───── VORLIEGENDER TEXTAUSZUG ─────

Aus wirtschaftlicher Sicht sieht das Börsenexpertin Anja Kohl aber anders. Diese Zeiten seien die turbulentesten seit der Finanzkrise. Anleger reagieren "fast panisch". "Es hat alle überrascht, man dachte, es bleibt bei China."
Weil die Dax-Konzerne 15 Prozent ihres Umsatzes mit China machten und die wirtschaftliche Verflechtung von Deutschland und Norditalien so intensiv sei wie die mit Japan, ist "durch die Quarantäne die Wirtschaftsaktivität erlahmt", sagt Kohl. 2003, zu Zeiten der Sars-Epidemie, habe China noch lediglich vier Prozent Anteil an der Weltwirtschaft gehabt, heute seien es 17 Prozent. "Das wird sich auf die Weltwirtschaft auswirken."
Es habe Verluste von sieben Billionen Euro Kapital in nur einer Woche gegeben. Während es Großkonzerne wie Apple aussäßen, könne es für Mittelständler schwer werden. "Da muss sich die Regierung bewegen", findet Kohl.

───── BEREITGESTELLTE DATEN ─────

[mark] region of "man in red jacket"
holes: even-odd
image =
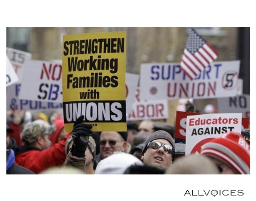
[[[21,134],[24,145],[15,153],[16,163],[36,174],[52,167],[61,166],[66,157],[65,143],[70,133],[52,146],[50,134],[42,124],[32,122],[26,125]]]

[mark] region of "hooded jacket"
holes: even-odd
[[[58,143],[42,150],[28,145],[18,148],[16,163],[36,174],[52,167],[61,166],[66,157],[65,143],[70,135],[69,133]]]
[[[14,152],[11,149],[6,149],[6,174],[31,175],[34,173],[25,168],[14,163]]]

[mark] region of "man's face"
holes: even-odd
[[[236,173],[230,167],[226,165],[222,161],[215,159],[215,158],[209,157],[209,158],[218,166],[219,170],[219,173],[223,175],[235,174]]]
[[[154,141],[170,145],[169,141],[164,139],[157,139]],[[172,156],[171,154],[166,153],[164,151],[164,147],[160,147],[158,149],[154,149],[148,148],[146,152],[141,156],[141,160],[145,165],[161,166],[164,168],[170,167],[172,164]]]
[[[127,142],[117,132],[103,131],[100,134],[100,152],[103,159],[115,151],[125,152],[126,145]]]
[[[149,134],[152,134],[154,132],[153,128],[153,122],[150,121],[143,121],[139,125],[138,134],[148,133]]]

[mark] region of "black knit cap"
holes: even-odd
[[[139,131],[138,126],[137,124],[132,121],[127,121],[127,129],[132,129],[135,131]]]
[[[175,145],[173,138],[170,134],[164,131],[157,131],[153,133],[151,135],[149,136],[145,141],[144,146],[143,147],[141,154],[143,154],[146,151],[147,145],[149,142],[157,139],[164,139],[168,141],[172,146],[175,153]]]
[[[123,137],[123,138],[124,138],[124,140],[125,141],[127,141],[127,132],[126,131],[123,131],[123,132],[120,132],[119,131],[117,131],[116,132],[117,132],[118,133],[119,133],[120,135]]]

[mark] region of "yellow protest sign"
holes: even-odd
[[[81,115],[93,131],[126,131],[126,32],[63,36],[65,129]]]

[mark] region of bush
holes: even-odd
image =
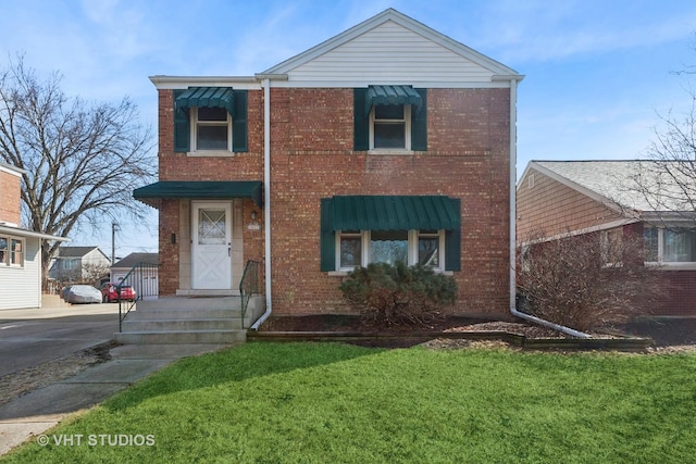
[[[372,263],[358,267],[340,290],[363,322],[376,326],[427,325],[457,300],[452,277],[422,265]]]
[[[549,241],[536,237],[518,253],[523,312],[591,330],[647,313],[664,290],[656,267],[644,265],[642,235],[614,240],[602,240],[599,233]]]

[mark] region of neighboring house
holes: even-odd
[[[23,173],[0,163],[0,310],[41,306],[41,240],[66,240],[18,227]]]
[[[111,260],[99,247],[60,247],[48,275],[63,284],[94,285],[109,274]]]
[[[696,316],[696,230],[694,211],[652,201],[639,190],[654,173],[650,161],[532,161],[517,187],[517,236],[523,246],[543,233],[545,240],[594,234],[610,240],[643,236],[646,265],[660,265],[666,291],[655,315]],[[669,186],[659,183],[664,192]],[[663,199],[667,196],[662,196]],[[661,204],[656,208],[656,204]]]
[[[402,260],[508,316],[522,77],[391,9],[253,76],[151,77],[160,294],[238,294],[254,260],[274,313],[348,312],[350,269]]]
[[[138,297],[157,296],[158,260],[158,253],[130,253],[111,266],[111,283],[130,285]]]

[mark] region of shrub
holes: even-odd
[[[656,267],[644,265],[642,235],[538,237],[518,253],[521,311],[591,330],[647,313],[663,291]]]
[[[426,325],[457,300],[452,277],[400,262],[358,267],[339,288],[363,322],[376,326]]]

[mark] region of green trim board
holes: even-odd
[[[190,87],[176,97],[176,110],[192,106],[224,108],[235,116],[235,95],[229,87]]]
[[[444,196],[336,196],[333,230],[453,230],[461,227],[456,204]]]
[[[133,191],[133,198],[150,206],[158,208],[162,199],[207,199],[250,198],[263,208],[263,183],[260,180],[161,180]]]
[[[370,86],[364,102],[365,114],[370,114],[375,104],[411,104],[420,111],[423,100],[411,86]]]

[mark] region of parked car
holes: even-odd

─────

**WAS ZU TUN IST:** Kannst du den Text zur Börsenlage im Anschluss an Anja Kohls Forderung an die Regierung fortführen? Die Daten stehen in keinem Zusammenhang mit dem Text zur Börsenlage.

**ERGEBNIS:**
Das sieht auch Winfried Kretschmann so. Er meint, dass die "Förderbanken bei Liquiditätsengpässen helfen müssen und auch das Kurzarbeitergeld anzupassen ist eine wichtige Maßnahme". Daneben müsse man überdenken, ob es wirklich sinnvoll sei, fast ganz auf die Lagerhaltung zu verzichten – vor allem bei pharmazeutischen Produkten.
"Sie klingen wie der kommende Kanzler", versucht Lanz den Ministerpräsidenten von Baden-Württemberg aus der Reserve zu locken. Als Erstes soll er das Krisenmanagement bewerten ("Läuft. Ich kann mich über nichts beschweren") und dann die GroKo ("Sie ist mal ein bisschen aus dem Krisenmodus raus"). Und doch stellt er klar: "Ich bin jetzt nicht begeistert, aber sie wird halten bis zur nächsten Wahl."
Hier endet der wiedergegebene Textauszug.